• [KUTIPAN TEKS]

########

Farmakologi Furosemide
Aspek farmakologi furosemide adalah sebagai diuretik kuat dengan menghambat cotransporter Na+/K+/Cl2- pada membran luminal tubulus dalam mereabsorpsi elektrolit natrium, kalium, dan klorida. Sama dengan loop diuretic lainnya, furosemide menurunkan ekskresi asam urat.
Farmakodinamik
Furosemide bekerja dengan menghambat area pengikat klorida pada cotransporter Na-K-2-CL, atau NKCC-2 yang terdapat pada pars asenden lengkung Henle, termasuk makula densa. Hal ini mengakibatkan gangguan transpor natrium dasi sisi luminal ke sisi basolateral untuk proses reabsorpsi. Inhibisi ini akan menyebabkan peningkatan ekskresi air, juga natrium, klorida, magnesium, kalsium, hidrogen, dan kalium.
Selain itu, furosemide juga memberikan efek vasodilatasi, sehingga dapat digunakan untuk terapi edema paru akut. Vasodilatasi menyebabkan penurunan respon pembuluh darah terhadap senyawa vasokonstriktor, seperti angiotensin 2 dan noradrenalin, serta penurunan produksi hormon natriuretik yang memiliki efek vasokonstriksi. Produksi prostaglandin juga akan meningkat, sehingga menambah efek vasodilatasi.
Farmakodinamik furosemide akan mengalami perubahan pada pasien gagal ginjal akut dengan oliguria. Pada pasien ini, terjadi penurunan ekskresi furosemide pada urin, sehingga menyebabkan konsentrasi furosemide plasma yang tinggi, bahkan membahayakan.[1,2,8]
Farmakokinetik
Aspek farmakokinetik furosemide dengan onset kerja 5-60 menit, dan didistribusikan dalam tubuh berikatan dengan albumin.

########

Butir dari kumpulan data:
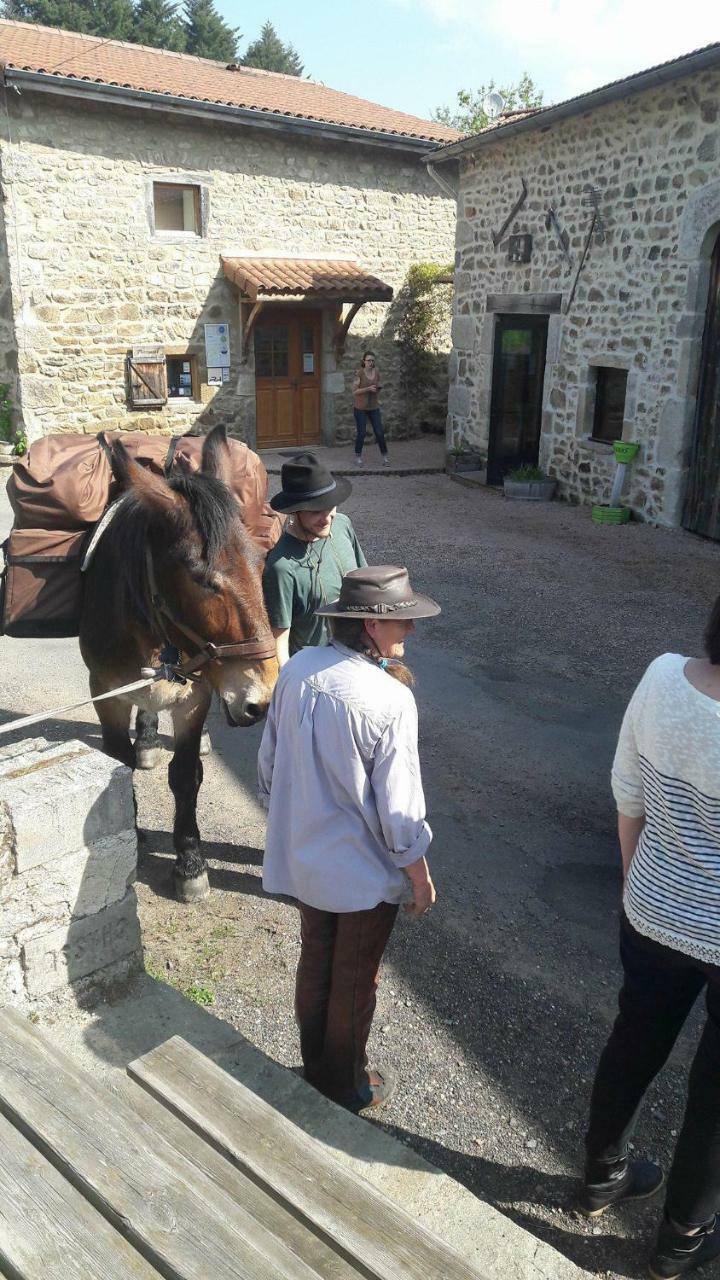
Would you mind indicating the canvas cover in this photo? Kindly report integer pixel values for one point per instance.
(59, 492)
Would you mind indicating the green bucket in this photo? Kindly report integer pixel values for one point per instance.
(610, 515)
(624, 449)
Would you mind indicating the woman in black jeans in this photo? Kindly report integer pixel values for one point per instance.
(666, 785)
(365, 389)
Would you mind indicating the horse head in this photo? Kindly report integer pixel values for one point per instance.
(206, 574)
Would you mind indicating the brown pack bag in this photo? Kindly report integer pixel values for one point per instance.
(58, 493)
(65, 481)
(41, 593)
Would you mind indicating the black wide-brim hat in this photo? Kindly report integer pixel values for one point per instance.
(308, 485)
(379, 592)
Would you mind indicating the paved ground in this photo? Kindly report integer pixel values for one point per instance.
(493, 1009)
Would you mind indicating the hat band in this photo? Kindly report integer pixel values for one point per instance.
(314, 493)
(378, 608)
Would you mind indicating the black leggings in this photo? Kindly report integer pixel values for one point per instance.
(659, 991)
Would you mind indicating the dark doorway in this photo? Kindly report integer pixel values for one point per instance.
(702, 499)
(287, 376)
(518, 375)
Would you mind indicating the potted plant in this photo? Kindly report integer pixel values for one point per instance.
(461, 457)
(529, 484)
(7, 434)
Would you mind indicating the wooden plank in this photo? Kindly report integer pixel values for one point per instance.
(174, 1216)
(379, 1235)
(48, 1229)
(313, 1248)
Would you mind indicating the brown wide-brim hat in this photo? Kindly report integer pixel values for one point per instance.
(308, 485)
(379, 592)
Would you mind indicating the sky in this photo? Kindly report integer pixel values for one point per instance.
(415, 54)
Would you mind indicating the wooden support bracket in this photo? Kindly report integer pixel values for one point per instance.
(343, 325)
(247, 321)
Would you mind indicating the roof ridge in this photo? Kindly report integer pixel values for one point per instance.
(110, 40)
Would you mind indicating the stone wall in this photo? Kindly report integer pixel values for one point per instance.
(68, 858)
(91, 279)
(641, 298)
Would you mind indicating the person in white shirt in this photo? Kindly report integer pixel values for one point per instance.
(666, 785)
(347, 837)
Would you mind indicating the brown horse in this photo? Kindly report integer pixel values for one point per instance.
(177, 579)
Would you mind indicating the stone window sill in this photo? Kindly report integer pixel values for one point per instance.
(595, 446)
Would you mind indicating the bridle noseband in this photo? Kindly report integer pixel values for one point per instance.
(258, 649)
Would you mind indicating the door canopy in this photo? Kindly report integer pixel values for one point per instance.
(270, 279)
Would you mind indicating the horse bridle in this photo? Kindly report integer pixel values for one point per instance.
(206, 650)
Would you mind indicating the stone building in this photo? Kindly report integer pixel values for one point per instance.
(186, 243)
(587, 273)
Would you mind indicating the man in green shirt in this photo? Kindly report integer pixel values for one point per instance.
(306, 565)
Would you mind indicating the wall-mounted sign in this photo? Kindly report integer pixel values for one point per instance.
(218, 346)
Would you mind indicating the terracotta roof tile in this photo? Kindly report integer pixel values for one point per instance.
(113, 62)
(305, 277)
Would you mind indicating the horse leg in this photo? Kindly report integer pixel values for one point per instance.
(185, 775)
(114, 722)
(147, 748)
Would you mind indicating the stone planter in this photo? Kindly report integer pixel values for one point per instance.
(456, 462)
(529, 490)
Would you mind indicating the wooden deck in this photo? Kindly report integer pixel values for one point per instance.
(187, 1176)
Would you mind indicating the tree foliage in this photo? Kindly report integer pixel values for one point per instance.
(108, 18)
(269, 54)
(469, 114)
(424, 306)
(208, 35)
(158, 23)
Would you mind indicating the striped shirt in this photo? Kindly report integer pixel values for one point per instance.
(668, 768)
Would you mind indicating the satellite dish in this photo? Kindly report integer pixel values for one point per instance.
(493, 104)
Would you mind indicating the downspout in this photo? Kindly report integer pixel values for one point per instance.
(445, 186)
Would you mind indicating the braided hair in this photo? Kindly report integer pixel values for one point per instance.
(351, 632)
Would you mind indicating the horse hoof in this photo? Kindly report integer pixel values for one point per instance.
(191, 888)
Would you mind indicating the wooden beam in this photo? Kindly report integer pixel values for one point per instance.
(381, 1238)
(249, 323)
(343, 325)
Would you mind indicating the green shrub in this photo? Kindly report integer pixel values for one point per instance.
(527, 474)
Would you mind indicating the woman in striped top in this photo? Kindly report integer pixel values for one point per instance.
(666, 785)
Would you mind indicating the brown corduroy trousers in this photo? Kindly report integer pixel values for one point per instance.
(335, 993)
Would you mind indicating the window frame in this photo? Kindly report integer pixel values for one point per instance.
(201, 206)
(601, 374)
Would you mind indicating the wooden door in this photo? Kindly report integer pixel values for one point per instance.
(702, 499)
(518, 376)
(287, 378)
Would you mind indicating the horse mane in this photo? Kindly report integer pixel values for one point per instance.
(213, 511)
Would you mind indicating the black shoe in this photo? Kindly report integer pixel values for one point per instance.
(678, 1255)
(629, 1179)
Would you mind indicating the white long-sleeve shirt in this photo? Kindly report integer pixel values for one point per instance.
(340, 775)
(668, 768)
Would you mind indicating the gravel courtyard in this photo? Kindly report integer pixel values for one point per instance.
(492, 1011)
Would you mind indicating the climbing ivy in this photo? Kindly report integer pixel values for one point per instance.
(424, 305)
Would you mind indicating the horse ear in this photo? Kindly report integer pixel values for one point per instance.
(217, 456)
(154, 493)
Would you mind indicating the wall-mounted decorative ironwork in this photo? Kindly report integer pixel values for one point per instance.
(514, 211)
(520, 248)
(551, 220)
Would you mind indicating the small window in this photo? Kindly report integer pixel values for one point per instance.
(609, 416)
(177, 208)
(182, 378)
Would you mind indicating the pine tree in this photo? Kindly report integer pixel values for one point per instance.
(208, 35)
(272, 55)
(158, 23)
(109, 18)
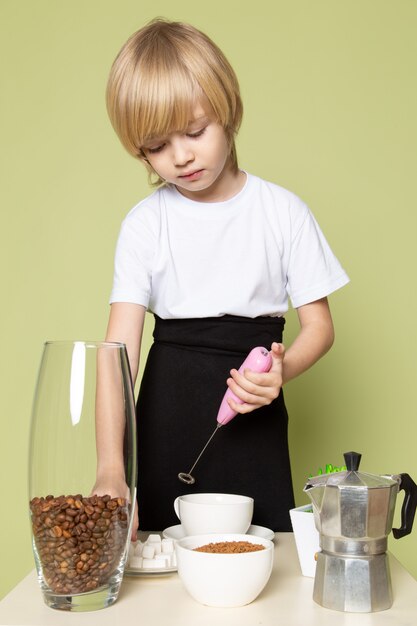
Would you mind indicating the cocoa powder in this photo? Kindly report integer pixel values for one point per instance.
(79, 540)
(230, 547)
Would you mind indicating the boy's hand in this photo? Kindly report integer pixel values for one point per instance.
(254, 389)
(117, 488)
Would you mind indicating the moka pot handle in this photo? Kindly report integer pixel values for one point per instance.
(408, 509)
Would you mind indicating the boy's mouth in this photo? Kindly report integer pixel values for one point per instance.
(192, 175)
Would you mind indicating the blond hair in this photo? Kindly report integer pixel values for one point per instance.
(159, 74)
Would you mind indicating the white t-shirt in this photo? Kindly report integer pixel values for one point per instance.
(245, 256)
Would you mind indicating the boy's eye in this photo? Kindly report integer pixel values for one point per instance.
(197, 133)
(155, 149)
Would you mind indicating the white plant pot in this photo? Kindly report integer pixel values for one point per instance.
(306, 538)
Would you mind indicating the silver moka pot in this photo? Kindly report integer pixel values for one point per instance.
(353, 513)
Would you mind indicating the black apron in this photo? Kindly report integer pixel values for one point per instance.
(181, 390)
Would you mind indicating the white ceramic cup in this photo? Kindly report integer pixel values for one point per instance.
(203, 513)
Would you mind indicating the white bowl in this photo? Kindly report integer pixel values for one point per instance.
(224, 580)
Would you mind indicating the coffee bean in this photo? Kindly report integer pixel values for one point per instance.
(79, 540)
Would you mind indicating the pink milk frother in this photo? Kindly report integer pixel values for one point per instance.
(258, 360)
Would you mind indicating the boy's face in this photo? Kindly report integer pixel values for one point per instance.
(195, 161)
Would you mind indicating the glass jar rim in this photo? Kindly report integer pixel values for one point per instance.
(85, 343)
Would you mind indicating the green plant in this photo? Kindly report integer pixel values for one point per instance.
(330, 469)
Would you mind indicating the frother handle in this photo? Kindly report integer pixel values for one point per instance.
(258, 360)
(408, 509)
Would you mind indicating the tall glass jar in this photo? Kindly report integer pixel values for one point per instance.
(82, 472)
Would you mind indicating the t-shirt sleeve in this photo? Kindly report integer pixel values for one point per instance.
(134, 256)
(313, 270)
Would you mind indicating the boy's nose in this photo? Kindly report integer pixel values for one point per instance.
(182, 153)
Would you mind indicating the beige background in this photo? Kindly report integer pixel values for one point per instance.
(330, 112)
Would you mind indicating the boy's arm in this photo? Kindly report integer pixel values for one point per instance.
(315, 338)
(125, 325)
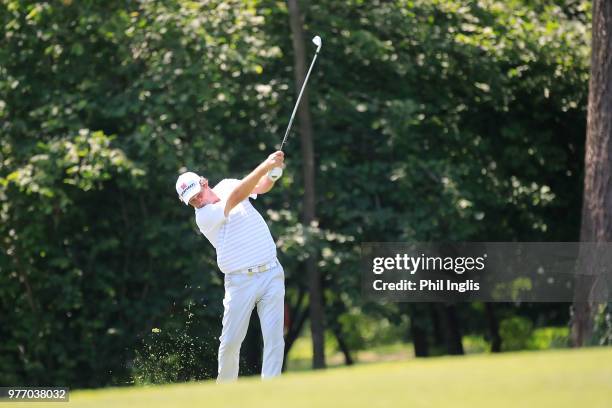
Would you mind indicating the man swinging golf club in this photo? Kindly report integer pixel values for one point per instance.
(246, 254)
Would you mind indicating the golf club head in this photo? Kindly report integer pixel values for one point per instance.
(317, 41)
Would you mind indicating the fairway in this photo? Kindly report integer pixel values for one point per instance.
(566, 378)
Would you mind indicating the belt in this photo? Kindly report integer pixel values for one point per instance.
(255, 269)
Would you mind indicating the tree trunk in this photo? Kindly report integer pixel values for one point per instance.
(419, 339)
(597, 197)
(348, 360)
(305, 127)
(452, 333)
(493, 328)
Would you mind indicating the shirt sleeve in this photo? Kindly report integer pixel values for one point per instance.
(226, 186)
(210, 216)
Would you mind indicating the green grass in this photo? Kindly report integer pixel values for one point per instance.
(559, 378)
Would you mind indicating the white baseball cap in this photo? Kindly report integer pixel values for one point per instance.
(187, 185)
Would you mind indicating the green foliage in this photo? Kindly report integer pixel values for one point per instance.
(433, 121)
(548, 338)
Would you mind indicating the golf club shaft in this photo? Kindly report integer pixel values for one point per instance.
(298, 101)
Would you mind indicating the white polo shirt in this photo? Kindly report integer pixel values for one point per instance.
(242, 239)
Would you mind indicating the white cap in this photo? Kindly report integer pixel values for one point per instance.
(187, 185)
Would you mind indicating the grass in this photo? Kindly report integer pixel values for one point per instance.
(559, 378)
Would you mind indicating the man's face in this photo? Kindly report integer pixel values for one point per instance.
(205, 196)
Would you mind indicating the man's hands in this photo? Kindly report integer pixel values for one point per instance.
(247, 185)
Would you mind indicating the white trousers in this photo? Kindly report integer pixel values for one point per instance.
(243, 292)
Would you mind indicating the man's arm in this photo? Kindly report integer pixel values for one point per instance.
(247, 184)
(263, 185)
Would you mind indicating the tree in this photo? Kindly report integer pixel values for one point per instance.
(597, 196)
(305, 126)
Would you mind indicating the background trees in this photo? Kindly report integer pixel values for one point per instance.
(431, 121)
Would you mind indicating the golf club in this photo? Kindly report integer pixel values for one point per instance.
(276, 172)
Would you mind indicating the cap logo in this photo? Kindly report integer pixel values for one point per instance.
(187, 188)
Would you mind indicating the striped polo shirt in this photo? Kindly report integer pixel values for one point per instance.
(242, 239)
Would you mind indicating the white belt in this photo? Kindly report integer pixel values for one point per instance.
(256, 269)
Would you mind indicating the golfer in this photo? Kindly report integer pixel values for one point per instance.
(246, 254)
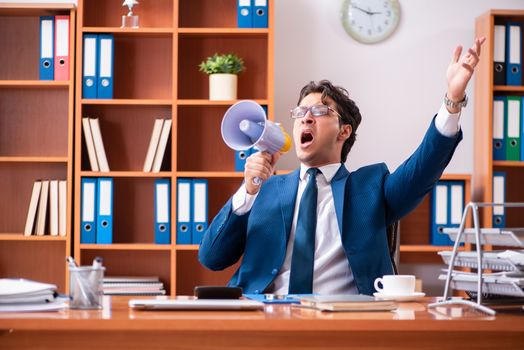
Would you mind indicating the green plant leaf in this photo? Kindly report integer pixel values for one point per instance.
(222, 63)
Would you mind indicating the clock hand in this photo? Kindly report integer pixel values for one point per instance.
(369, 13)
(361, 9)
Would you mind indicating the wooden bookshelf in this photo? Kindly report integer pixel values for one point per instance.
(485, 90)
(156, 76)
(36, 142)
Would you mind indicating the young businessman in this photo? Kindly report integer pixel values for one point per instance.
(322, 229)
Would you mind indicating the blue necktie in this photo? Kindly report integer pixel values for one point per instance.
(301, 276)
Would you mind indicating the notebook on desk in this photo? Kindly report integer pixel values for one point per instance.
(195, 304)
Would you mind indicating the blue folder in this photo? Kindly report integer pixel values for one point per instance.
(199, 219)
(499, 119)
(90, 66)
(105, 65)
(184, 214)
(514, 54)
(104, 226)
(244, 14)
(499, 196)
(162, 211)
(260, 14)
(47, 48)
(88, 210)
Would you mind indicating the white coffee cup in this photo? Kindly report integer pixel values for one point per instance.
(396, 284)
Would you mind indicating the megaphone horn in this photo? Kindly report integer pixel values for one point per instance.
(245, 125)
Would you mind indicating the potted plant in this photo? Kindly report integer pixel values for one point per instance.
(222, 70)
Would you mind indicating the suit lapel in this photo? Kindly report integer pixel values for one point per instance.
(338, 185)
(288, 186)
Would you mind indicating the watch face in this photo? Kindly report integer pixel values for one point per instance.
(370, 21)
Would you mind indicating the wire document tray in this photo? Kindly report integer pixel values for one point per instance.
(510, 282)
(493, 260)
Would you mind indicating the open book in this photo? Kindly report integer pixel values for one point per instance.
(346, 303)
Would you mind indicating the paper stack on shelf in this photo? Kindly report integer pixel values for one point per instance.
(133, 286)
(20, 295)
(507, 266)
(506, 283)
(346, 303)
(499, 260)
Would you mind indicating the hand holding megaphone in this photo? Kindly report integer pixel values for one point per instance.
(245, 125)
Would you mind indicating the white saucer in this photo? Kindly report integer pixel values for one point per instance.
(404, 297)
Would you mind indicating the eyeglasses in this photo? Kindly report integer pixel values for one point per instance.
(315, 110)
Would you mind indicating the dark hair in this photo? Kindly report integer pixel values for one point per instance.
(345, 106)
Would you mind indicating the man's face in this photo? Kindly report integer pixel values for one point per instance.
(319, 140)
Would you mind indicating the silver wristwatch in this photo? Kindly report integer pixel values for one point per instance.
(453, 104)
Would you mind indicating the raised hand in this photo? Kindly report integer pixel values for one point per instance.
(258, 165)
(461, 69)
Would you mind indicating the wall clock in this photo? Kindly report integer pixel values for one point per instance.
(370, 21)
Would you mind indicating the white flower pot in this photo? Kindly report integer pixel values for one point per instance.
(222, 87)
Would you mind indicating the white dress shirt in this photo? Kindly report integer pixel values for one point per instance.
(331, 272)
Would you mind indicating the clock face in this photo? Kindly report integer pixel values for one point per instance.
(370, 21)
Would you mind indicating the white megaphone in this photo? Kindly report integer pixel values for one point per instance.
(245, 125)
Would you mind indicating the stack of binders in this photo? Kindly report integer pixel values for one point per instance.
(446, 211)
(46, 194)
(252, 13)
(97, 73)
(508, 128)
(192, 210)
(54, 48)
(507, 54)
(499, 196)
(97, 210)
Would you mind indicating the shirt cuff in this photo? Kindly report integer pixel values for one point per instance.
(448, 124)
(242, 201)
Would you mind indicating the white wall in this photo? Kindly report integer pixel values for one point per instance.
(398, 84)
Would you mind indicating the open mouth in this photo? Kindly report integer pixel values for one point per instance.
(306, 137)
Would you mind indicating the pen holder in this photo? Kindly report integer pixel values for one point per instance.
(86, 287)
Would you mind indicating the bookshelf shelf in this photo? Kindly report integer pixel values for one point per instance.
(163, 32)
(224, 174)
(188, 247)
(483, 165)
(34, 159)
(125, 246)
(408, 248)
(517, 89)
(223, 32)
(21, 237)
(137, 174)
(34, 84)
(36, 119)
(127, 102)
(156, 76)
(505, 163)
(202, 102)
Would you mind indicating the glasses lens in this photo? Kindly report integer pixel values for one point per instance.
(319, 110)
(298, 112)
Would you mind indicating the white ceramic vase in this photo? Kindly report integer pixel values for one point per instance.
(222, 87)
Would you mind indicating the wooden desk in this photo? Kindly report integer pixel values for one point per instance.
(413, 326)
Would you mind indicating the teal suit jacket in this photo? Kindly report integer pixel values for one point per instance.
(366, 202)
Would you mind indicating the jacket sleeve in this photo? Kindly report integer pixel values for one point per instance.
(405, 188)
(224, 241)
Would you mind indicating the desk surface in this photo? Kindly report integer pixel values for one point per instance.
(279, 326)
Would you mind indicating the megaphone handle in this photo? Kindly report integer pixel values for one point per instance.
(257, 181)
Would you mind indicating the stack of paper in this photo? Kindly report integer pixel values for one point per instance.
(47, 209)
(133, 286)
(20, 295)
(346, 303)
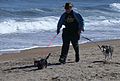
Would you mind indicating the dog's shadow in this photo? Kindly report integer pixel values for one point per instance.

########

• [TUGAS LATIHAN]
Jawablah pertanyaan berikut berdasarkan teks tentang farmakologi furosemide.
1. Cotransporter apa yang dihambat furosemide menurut bagian farmakodinamik?
2. Karena efek vasodilatasinya, furosemide dapat digunakan untuk terapi apa?
3. Berapa onset kerja furosemide?
Data ini diambil dari sumber yang berbeda dengan teks.

• [JAWABAN LATIHAN]
1. Cotransporter Na-K-2-CL atau NKCC-2.
2. Terapi edema paru akut.
3. 5-60 menit.